- [Goal]: Copy out the material from the line containing "# Trace the outline of every instance of the man's" through the end, keeping every character as it is and leaving out the pictures.

- [Records for processing]:
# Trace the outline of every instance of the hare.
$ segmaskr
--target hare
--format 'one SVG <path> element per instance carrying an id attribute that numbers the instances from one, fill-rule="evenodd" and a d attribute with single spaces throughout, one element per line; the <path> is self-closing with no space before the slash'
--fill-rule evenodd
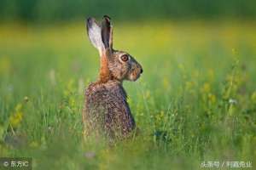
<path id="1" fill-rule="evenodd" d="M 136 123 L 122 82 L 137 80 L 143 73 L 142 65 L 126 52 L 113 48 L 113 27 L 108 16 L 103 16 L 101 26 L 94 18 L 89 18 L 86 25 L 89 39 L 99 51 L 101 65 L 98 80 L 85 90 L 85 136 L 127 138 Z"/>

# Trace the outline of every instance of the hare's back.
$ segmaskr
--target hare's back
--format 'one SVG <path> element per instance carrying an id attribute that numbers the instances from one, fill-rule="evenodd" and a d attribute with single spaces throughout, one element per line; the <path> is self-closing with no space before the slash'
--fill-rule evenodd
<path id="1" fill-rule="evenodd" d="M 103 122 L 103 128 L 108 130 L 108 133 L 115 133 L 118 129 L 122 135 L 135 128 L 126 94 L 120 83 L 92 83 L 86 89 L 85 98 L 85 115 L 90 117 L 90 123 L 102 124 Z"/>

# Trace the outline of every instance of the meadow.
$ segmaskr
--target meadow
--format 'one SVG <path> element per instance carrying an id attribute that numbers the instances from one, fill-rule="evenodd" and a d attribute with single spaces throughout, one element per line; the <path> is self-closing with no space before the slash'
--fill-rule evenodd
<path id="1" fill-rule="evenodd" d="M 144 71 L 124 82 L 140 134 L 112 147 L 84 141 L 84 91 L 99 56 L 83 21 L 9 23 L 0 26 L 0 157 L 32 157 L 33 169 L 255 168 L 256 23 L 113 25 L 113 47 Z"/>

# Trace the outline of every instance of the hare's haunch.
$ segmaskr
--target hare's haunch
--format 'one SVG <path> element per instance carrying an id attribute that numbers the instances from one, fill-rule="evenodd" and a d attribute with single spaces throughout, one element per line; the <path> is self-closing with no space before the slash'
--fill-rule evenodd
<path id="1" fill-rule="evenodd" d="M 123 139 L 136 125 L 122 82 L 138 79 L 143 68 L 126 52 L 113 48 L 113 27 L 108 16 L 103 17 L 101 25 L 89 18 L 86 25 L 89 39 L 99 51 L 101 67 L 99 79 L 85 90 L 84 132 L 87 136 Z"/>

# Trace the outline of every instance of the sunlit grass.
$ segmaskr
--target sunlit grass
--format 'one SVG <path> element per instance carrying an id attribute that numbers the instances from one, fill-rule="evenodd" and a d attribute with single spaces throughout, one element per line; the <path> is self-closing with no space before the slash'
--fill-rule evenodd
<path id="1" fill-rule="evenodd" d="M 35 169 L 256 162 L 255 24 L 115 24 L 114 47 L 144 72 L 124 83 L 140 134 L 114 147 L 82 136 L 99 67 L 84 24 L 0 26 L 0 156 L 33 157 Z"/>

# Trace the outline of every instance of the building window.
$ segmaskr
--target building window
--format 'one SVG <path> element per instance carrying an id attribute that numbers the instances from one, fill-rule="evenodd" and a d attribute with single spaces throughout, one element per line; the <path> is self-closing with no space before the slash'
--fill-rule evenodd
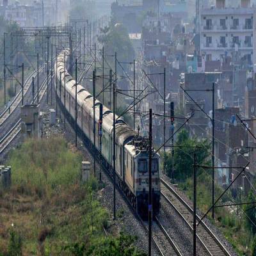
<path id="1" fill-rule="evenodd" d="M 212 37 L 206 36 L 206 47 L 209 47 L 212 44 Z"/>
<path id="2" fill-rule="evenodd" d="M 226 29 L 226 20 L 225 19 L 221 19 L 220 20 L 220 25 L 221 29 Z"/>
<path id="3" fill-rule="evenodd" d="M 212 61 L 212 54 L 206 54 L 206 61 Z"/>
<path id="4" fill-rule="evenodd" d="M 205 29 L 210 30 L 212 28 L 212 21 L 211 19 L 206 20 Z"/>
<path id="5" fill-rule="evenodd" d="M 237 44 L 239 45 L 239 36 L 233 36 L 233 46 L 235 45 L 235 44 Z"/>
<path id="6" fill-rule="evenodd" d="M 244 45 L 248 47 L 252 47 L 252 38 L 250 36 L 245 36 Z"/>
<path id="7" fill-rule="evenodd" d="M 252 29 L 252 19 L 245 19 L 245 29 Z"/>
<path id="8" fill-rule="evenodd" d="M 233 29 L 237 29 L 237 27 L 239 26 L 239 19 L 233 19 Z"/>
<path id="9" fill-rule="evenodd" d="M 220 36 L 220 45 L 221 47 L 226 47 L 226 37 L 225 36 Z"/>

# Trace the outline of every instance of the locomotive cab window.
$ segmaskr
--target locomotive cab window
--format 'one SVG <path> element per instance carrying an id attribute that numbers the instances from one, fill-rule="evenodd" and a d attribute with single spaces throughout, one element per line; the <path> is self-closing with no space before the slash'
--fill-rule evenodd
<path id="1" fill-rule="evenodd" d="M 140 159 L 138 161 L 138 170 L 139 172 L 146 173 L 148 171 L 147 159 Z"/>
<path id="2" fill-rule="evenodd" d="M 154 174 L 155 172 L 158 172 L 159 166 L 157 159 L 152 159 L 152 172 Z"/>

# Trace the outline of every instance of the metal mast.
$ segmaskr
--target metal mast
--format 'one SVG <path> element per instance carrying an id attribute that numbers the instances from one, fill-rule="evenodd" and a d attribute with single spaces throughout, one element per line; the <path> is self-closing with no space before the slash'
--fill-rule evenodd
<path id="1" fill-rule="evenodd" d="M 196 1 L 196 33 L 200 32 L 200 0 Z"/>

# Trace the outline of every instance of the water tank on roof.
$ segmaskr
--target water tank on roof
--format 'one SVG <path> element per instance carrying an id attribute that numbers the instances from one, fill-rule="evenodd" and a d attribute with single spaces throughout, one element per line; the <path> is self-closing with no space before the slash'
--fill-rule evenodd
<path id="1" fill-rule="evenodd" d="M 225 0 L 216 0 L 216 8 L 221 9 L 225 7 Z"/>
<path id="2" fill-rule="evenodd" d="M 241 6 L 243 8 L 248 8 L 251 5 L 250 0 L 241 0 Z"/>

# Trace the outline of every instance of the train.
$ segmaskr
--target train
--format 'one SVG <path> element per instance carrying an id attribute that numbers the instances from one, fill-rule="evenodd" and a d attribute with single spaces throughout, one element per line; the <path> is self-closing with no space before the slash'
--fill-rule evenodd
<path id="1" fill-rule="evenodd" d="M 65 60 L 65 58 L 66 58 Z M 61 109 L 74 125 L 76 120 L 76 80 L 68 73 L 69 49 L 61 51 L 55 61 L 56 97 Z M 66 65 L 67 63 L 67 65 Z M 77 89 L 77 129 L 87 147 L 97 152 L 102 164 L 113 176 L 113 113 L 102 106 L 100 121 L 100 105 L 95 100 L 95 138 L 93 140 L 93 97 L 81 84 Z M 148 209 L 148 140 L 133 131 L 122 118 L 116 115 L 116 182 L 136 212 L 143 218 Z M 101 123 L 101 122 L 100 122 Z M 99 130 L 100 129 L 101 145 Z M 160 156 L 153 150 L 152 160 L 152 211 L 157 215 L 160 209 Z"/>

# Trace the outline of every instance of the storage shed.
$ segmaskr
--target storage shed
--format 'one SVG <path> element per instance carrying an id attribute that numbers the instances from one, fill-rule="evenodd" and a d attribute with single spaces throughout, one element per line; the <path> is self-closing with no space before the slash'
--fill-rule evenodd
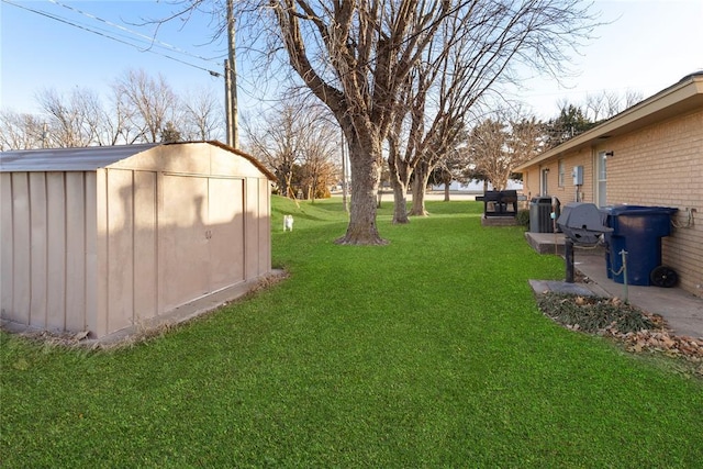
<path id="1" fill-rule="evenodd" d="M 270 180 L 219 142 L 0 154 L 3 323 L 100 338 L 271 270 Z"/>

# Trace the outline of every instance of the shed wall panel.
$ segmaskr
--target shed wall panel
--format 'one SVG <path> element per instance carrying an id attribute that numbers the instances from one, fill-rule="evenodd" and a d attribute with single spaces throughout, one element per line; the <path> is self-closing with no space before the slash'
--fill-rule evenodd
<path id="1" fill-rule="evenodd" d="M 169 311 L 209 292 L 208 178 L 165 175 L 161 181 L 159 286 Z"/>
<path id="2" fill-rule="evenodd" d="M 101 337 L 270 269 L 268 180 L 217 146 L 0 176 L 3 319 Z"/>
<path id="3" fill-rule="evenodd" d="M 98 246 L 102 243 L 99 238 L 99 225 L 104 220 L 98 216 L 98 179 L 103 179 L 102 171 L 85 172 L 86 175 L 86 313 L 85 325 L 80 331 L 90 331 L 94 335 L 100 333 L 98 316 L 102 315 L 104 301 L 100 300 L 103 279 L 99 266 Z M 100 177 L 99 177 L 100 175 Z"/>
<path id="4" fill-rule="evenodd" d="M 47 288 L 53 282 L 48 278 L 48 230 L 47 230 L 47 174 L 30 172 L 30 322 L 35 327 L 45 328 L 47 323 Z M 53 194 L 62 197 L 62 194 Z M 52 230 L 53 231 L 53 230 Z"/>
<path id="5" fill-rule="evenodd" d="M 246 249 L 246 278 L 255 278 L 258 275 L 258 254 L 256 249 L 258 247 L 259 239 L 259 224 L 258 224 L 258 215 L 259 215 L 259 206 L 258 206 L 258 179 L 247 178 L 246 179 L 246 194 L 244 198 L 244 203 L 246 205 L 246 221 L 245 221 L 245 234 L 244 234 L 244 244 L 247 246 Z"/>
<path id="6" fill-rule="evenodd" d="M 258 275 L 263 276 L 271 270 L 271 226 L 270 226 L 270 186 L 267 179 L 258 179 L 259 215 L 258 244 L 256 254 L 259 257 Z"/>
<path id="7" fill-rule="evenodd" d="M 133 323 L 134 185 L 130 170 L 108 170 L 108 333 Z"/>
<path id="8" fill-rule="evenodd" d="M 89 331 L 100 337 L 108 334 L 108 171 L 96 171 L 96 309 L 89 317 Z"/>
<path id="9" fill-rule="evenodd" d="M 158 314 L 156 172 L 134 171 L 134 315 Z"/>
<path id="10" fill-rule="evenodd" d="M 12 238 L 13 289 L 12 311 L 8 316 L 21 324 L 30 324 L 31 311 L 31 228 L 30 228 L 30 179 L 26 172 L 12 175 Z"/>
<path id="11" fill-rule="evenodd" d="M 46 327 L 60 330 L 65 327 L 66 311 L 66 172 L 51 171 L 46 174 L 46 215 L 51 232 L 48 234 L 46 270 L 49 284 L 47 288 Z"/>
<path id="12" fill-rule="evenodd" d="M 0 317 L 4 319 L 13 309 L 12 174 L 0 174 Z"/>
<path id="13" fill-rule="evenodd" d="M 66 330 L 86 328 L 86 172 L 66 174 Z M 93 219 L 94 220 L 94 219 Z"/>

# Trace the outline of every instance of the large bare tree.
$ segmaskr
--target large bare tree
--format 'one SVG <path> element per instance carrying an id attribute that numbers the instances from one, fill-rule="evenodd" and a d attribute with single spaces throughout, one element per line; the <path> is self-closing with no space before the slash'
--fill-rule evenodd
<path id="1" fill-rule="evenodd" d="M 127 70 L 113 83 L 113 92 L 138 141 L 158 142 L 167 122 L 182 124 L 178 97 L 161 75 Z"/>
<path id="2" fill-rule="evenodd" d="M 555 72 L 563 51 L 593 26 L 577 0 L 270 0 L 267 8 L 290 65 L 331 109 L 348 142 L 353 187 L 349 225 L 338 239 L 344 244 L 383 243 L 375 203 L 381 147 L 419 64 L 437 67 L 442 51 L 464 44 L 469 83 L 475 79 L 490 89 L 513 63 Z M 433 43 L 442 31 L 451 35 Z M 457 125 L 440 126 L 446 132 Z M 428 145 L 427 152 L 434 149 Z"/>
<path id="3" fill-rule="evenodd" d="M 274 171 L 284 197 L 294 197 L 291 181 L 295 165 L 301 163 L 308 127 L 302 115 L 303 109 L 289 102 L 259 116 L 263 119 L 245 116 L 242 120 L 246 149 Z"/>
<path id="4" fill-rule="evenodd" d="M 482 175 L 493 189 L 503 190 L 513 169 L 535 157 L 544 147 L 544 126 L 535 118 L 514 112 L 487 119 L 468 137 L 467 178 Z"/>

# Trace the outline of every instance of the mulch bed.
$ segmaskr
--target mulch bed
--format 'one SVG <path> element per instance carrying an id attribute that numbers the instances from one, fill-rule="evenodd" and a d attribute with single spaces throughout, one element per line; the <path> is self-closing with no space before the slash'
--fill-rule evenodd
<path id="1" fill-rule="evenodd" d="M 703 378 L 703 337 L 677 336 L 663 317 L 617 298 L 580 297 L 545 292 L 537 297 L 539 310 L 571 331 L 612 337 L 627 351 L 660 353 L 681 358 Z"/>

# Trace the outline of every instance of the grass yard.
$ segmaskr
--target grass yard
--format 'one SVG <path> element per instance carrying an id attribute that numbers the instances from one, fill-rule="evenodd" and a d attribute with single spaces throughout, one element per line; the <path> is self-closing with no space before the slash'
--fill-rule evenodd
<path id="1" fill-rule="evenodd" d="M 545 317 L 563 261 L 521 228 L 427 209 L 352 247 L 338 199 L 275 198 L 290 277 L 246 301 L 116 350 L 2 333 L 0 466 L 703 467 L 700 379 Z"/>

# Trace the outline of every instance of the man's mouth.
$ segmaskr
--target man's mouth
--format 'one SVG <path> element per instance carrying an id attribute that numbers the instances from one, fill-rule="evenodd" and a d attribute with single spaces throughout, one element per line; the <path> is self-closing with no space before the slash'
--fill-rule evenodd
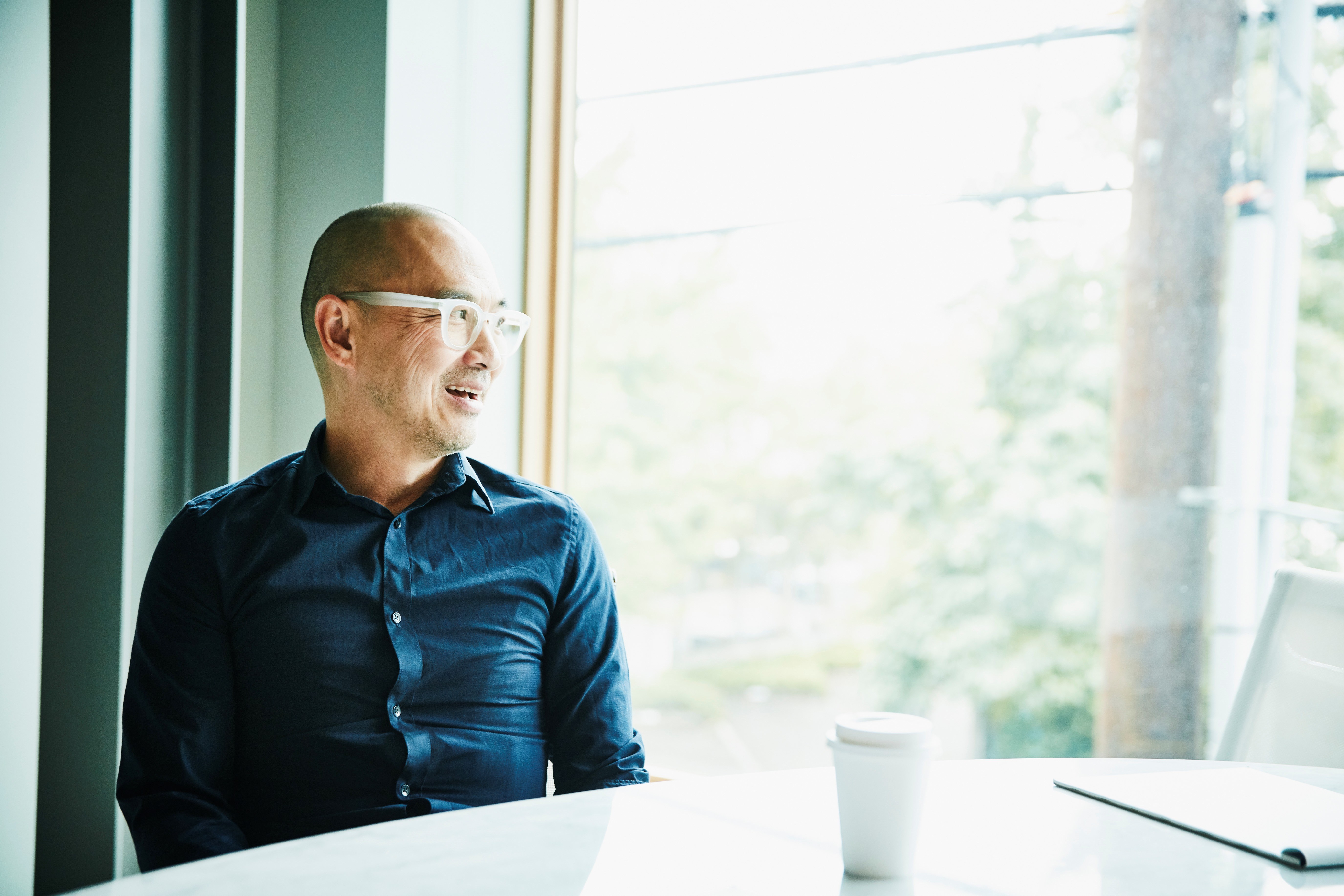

- [Result of this task]:
# Trace the outline of every instance of the man's mouth.
$ segmaskr
--target man's mouth
--format 'one SVG <path> element per instance carrying an id attribute that numbers the instances from one, fill-rule="evenodd" and a d attribute with single spaces throughout, one element per line; the <path> is self-closing with no space before the slash'
--fill-rule evenodd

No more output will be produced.